Copy the lines verbatim, beginning with the line that contains "tag the parked car" and continuing through the end of the data, and only those lines.

══ Records shown ══

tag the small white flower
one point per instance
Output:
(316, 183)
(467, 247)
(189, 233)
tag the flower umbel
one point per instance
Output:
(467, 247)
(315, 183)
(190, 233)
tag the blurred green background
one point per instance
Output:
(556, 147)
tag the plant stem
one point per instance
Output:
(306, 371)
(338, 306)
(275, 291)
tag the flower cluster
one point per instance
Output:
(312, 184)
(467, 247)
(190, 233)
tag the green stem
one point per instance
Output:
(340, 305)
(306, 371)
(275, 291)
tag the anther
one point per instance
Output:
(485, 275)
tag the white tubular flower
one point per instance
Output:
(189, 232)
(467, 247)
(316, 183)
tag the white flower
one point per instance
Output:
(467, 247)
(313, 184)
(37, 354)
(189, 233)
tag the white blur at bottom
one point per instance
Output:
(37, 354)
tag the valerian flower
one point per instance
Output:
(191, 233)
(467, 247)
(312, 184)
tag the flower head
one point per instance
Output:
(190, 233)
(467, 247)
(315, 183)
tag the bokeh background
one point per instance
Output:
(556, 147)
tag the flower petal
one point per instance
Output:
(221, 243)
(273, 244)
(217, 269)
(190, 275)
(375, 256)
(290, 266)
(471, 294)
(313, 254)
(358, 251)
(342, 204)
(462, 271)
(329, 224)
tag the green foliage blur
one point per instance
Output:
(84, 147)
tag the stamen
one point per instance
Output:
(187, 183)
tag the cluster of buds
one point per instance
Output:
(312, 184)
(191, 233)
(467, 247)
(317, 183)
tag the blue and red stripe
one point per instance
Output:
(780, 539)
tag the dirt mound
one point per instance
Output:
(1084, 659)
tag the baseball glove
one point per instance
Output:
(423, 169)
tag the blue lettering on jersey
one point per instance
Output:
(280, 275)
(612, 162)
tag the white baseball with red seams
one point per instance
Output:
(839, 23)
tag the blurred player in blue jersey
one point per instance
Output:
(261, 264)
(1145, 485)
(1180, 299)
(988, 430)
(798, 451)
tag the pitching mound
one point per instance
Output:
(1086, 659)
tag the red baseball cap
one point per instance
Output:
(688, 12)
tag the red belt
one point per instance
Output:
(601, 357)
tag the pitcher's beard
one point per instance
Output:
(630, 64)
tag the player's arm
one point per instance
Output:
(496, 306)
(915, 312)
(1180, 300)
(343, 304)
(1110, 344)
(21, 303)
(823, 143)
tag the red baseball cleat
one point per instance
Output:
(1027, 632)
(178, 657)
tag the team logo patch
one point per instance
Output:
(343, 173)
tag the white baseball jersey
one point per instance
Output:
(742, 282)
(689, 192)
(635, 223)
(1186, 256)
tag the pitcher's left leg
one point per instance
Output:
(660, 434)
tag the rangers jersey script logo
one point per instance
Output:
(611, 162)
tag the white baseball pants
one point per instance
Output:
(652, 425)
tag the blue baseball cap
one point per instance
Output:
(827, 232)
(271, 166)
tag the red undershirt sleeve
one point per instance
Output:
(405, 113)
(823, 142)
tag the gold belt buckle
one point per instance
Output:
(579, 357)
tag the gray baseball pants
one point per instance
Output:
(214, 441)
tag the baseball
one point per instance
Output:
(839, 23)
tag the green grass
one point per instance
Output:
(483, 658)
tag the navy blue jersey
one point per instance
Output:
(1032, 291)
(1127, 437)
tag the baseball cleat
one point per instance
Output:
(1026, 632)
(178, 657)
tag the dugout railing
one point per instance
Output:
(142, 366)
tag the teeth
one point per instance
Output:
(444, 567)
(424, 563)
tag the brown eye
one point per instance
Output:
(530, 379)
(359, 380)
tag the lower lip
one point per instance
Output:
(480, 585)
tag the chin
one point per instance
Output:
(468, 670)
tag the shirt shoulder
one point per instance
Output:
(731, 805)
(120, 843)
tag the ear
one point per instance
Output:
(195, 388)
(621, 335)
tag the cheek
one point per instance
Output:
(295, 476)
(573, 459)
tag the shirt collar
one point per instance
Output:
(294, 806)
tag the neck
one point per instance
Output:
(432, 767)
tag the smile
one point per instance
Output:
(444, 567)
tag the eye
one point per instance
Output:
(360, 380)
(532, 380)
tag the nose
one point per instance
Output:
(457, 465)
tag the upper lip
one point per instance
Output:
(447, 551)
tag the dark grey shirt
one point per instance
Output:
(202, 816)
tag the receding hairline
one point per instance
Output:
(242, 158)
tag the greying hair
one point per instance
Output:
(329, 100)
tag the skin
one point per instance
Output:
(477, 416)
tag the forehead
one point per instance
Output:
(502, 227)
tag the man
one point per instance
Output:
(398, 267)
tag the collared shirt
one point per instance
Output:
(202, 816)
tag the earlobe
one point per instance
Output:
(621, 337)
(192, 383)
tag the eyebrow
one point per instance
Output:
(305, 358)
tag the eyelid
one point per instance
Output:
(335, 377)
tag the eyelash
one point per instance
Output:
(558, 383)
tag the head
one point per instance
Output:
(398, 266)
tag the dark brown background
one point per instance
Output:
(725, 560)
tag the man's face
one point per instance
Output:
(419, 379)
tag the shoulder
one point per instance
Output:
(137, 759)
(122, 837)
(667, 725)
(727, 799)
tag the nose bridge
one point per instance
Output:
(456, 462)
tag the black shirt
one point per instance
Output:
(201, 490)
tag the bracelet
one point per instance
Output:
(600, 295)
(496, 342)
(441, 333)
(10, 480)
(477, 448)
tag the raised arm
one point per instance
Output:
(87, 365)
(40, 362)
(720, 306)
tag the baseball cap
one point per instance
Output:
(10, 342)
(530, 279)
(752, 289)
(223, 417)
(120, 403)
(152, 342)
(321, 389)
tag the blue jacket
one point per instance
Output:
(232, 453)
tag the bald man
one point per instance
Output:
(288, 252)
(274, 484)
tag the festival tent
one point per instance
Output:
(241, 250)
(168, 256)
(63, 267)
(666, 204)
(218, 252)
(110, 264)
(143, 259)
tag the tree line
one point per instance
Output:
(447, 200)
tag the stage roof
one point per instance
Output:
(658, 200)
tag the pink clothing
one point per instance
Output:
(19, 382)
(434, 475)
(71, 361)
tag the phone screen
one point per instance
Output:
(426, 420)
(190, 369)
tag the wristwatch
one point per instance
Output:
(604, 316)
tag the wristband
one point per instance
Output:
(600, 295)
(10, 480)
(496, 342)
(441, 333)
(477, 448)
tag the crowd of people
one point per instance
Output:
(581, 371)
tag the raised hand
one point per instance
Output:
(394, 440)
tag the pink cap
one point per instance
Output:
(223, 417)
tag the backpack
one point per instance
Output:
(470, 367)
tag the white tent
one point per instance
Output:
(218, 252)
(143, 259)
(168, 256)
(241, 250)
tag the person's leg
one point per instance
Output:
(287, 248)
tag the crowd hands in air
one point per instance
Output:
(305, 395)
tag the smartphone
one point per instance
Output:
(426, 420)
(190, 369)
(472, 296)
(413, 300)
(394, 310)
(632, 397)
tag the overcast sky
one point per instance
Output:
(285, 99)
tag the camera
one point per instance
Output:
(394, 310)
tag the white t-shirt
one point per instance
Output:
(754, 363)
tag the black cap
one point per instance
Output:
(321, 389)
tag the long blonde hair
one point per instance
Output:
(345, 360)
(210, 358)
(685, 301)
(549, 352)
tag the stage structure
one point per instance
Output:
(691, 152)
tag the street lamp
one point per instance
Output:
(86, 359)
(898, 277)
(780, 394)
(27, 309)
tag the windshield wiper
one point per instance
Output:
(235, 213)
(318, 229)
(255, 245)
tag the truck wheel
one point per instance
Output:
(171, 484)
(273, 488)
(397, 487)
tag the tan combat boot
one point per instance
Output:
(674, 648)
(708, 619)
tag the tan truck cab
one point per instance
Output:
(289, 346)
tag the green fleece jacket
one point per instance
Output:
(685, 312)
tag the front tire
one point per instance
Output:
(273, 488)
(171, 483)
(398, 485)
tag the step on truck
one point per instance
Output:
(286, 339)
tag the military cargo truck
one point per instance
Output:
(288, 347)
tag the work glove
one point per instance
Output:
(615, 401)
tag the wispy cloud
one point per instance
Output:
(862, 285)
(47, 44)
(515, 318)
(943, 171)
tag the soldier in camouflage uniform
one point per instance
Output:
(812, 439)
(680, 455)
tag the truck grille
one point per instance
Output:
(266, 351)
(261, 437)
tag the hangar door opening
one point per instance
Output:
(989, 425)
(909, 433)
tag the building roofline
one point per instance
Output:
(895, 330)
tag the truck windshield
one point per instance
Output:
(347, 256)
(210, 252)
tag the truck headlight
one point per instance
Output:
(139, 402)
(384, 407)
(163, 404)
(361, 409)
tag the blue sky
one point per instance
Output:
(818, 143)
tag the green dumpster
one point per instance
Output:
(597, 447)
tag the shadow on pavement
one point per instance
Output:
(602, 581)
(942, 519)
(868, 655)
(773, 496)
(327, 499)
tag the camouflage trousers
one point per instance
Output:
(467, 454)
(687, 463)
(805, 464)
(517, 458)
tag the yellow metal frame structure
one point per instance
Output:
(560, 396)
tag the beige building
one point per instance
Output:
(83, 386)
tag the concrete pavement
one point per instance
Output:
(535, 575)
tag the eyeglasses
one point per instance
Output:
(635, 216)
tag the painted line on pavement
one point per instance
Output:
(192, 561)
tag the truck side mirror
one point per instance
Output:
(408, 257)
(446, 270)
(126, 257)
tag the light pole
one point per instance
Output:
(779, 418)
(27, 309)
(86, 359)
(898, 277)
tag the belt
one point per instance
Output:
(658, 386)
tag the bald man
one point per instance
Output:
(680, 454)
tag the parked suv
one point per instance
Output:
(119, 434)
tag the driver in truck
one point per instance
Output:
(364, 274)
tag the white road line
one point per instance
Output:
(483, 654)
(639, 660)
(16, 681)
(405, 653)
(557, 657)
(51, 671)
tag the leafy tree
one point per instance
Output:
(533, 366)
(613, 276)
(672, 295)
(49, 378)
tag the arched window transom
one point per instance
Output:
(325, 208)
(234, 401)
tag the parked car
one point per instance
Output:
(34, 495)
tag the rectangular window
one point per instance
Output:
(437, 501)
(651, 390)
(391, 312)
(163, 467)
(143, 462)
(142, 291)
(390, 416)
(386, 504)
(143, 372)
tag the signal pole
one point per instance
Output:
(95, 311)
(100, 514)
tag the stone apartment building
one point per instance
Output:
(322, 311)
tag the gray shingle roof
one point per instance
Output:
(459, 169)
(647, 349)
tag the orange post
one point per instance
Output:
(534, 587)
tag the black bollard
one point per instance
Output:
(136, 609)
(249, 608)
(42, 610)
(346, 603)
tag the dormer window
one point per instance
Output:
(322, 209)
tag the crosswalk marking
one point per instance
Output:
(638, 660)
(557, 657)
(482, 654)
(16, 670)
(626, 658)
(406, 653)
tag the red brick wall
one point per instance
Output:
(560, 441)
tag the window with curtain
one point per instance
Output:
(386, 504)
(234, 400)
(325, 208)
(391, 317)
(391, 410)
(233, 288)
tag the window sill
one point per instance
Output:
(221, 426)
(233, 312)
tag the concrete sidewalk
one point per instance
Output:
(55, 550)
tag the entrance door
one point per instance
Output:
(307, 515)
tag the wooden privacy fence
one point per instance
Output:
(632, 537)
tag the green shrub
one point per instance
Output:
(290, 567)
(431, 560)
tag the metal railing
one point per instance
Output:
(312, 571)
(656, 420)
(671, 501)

═══

- [Solution to this task]
tag the parked car
one point per instance
Output:
(34, 495)
tag the rectangular window
one point per instance
Output:
(437, 501)
(651, 390)
(391, 312)
(163, 467)
(143, 462)
(142, 291)
(390, 416)
(386, 504)
(143, 372)
tag the signal pole
one point per instance
Output:
(95, 311)
(100, 514)
tag the stone apartment building
one point per instance
Output:
(322, 311)
tag the gray shingle roof
one point per instance
Output:
(459, 169)
(647, 349)
tag the orange post
one point per instance
Output:
(534, 587)
tag the black bollard
one point per instance
Output:
(136, 609)
(249, 608)
(42, 610)
(346, 603)
tag the dormer window
one point per instance
Output:
(322, 209)
tag the crosswalk marking
one point per instance
Output:
(638, 660)
(557, 657)
(482, 654)
(16, 670)
(626, 658)
(406, 653)
tag the red brick wall
one point per instance
Output:
(560, 441)
tag the window with curtain
one point per instance
Output:
(386, 504)
(234, 400)
(325, 208)
(391, 317)
(391, 410)
(233, 288)
tag the window sill
one point per instance
Output:
(221, 426)
(233, 312)
tag the concrete sidewalk
one point per instance
Output:
(55, 550)
tag the entrance door
one point per instance
Output:
(307, 515)
tag the wooden privacy fence
one point per instance
Output:
(632, 537)
tag the green shrub
one point per instance
Output:
(290, 567)
(431, 560)
tag the metal railing
one point per instance
Output:
(312, 571)
(656, 420)
(671, 501)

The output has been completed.